**Written task**
Rewrite the data below with every "drop a dot on" changed to "place a point on" and nothing else altered.
+++ Records to use
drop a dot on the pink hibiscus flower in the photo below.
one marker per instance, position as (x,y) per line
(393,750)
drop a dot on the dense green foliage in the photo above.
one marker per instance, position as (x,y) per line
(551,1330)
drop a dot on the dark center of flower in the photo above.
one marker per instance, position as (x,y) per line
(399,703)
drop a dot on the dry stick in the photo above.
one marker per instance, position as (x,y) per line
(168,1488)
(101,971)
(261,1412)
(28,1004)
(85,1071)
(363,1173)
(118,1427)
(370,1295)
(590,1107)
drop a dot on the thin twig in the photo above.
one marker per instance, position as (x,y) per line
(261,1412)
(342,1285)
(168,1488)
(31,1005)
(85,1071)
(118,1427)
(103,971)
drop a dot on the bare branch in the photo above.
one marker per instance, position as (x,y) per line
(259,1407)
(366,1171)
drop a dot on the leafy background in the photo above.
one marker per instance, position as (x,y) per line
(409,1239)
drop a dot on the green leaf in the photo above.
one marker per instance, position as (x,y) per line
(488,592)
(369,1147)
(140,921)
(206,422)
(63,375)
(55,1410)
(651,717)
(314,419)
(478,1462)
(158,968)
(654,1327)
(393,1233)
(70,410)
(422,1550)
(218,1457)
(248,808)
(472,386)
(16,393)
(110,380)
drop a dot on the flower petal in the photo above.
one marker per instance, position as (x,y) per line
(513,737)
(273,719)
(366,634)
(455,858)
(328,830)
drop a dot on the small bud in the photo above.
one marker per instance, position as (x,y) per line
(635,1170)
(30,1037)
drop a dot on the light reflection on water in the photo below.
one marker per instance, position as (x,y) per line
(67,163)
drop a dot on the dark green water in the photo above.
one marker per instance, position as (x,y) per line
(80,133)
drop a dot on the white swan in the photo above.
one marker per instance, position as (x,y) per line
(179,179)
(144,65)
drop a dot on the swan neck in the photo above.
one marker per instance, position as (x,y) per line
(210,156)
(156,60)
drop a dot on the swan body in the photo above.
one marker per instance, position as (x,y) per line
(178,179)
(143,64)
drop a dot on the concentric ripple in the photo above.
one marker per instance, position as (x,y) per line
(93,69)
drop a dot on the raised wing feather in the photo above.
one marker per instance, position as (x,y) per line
++++++
**Finished answer**
place a point on the pink hibiscus flower in the photo below.
one marker per instance, position as (x,y) per line
(393,750)
place a point on the dense green foliage in the photo above.
one marker per instance, position as (x,y) per line
(551,1330)
place a point on the dark center of flower in the photo above.
one marker per instance, position as (x,y) per line
(399,703)
place a point on the dry stick in the photo above.
one marker per instance, position as (x,y) per line
(168,1488)
(101,971)
(261,1412)
(28,1004)
(85,1071)
(363,1173)
(118,1427)
(370,1295)
(590,1107)
place a point on the thin twig in the photo above.
one marker per instance, position as (x,y) per line
(261,1412)
(342,1285)
(168,1488)
(31,1005)
(85,1071)
(118,1427)
(103,971)
place a point on the bare branch in the photo above.
one marker per instance, position as (x,y) per line
(259,1407)
(366,1171)
place a point on the leafy background in the photo above.
one marker per instance, position as (x,y) per line
(409,1239)
place a point on the green leaf in the photo above.
one marker per instance, position as (x,y) per line
(488,592)
(369,1147)
(140,921)
(206,422)
(63,375)
(55,1410)
(651,717)
(314,419)
(478,1462)
(158,968)
(654,1327)
(393,1233)
(70,410)
(422,1550)
(218,1457)
(248,808)
(472,386)
(16,393)
(110,380)
place a point on the flower petal in the photo above.
one marker per instance, position as (x,y) per line
(513,737)
(273,719)
(366,634)
(455,858)
(328,830)
place a point on the small bud in the photo above.
one marker per instance, position as (x,y) per line
(635,1170)
(30,1037)
place a point on the light reflection on water in the photo below.
one marker per instance, position as (x,y) per line
(67,163)
place a point on the dark green water in the photo above.
one marker per instance, position as (x,y) per line
(80,133)
place a point on the white swan in the photo above.
one marker per instance, position as (x,y) per line
(179,179)
(144,65)
place a point on the swan neck in the photo above.
one marker per instance, position as (x,y) per line
(210,156)
(156,60)
place a point on the swan body in the photo above.
one marker per instance, position as (x,y) per line
(178,179)
(143,64)
place a point on the concentric ripple in the photo above.
one marker per instance, position as (x,y) per line
(93,69)
place a point on the raised wing feather in the photo above.
one marker per instance, position as (x,y) per line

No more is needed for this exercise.